> TRY IT: Retype the records that follow, every line exactly as written.

> RECORDS FOR PROCESSING:
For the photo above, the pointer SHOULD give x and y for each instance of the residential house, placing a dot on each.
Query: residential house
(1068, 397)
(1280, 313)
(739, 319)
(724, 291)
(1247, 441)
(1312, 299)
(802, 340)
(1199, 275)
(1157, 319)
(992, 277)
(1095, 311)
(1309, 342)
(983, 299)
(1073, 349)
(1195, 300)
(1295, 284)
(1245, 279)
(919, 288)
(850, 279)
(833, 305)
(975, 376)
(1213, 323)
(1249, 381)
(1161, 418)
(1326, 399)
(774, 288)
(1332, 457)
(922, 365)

> TASK RESULT:
For the photo above, the pointer SHOULD give x and y for each instance of the residential house, placing a dot on each.
Query: residential house
(1068, 397)
(1280, 313)
(739, 319)
(724, 291)
(1247, 441)
(1312, 299)
(802, 340)
(1199, 275)
(1157, 319)
(992, 277)
(1095, 311)
(1309, 342)
(983, 299)
(1073, 349)
(1195, 300)
(1295, 284)
(1245, 279)
(919, 288)
(850, 279)
(833, 305)
(975, 376)
(1213, 323)
(1249, 381)
(1161, 418)
(1326, 399)
(774, 288)
(1332, 457)
(922, 365)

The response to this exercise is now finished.